:: Given problem ::
Reproduce only the lines of the listing below, beginning with the line containing "Where can you find the narrow" and continuing through the final line of the listing, with both ends and all requests included. Multiply every point coordinate in the answers by 1.75 and round each result to a whole number, with halves rounded up.

:: Provided records ::

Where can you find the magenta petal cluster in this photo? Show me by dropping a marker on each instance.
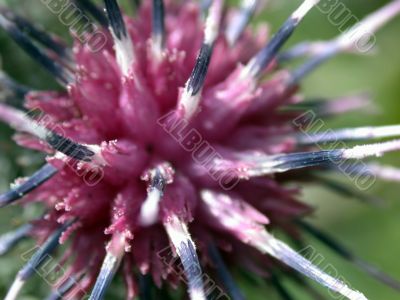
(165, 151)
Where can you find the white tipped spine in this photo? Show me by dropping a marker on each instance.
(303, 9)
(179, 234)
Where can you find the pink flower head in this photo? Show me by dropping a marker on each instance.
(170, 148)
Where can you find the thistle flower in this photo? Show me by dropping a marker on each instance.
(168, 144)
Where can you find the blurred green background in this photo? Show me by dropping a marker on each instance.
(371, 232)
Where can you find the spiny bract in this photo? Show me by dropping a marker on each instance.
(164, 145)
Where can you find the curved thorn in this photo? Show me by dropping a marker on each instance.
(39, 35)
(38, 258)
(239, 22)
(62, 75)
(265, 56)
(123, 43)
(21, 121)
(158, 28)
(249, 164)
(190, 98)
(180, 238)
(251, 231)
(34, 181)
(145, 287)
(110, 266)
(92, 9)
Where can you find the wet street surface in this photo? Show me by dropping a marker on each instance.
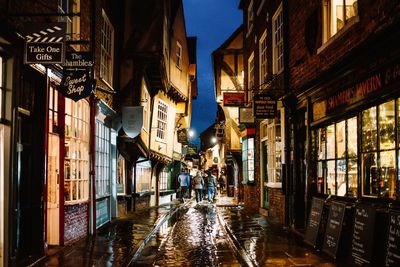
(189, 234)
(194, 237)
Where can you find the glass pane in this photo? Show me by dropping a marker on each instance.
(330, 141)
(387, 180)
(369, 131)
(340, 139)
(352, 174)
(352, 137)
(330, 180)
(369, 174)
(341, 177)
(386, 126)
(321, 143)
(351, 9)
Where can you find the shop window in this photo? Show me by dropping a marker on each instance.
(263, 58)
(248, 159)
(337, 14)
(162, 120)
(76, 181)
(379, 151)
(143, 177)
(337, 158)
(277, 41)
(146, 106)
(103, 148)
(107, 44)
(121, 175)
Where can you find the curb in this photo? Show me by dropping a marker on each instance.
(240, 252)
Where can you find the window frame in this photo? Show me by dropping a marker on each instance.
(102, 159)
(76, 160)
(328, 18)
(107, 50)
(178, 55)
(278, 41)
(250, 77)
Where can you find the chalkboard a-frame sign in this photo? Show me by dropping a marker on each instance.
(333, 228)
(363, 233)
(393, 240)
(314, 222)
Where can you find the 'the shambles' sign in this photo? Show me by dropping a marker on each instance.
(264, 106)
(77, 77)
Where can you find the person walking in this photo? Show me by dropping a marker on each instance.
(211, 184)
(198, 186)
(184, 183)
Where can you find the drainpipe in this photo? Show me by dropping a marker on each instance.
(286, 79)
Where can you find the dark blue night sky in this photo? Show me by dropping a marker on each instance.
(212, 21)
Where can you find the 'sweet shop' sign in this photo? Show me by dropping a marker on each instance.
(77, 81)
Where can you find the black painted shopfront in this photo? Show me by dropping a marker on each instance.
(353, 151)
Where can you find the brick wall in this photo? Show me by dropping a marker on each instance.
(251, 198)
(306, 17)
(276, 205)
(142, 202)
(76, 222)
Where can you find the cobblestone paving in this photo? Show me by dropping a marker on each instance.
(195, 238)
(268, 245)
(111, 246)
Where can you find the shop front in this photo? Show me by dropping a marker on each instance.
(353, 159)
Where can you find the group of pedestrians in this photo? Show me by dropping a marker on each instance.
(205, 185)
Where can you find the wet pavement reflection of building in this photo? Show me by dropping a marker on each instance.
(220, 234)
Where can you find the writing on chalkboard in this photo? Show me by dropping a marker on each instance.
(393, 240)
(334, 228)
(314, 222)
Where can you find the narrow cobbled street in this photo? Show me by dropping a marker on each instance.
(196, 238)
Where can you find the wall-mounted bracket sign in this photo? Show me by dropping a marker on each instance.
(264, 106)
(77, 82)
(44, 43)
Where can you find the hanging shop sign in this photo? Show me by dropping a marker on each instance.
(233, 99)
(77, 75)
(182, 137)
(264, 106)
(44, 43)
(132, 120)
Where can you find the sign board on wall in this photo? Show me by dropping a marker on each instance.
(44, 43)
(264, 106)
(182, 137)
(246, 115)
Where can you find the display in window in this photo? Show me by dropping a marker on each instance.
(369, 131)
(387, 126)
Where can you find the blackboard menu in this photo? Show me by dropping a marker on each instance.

:: Exercise answer ::
Where can you find the narrow cobbled street in this photo? Show me by dropping a marker on each instance.
(343, 417)
Where can you find the wall-mounted bracket sign in this photo? Show me by dropping a marker on each instance.
(462, 186)
(135, 144)
(77, 75)
Where can you find the hanging shop sign in this photo? Show me by dropping a marker on each instance.
(408, 173)
(135, 131)
(319, 240)
(462, 186)
(77, 75)
(231, 210)
Where can you find the sign board on wall in this photo? Show me by dropping a marker on each instance.
(77, 75)
(462, 186)
(319, 240)
(431, 201)
Where can you find the display in window in this photo? Show me by dropping a marker on each instance.
(646, 229)
(677, 221)
Where can you find the blackboard menu in this photo? Show me by dropping a marker on each instance.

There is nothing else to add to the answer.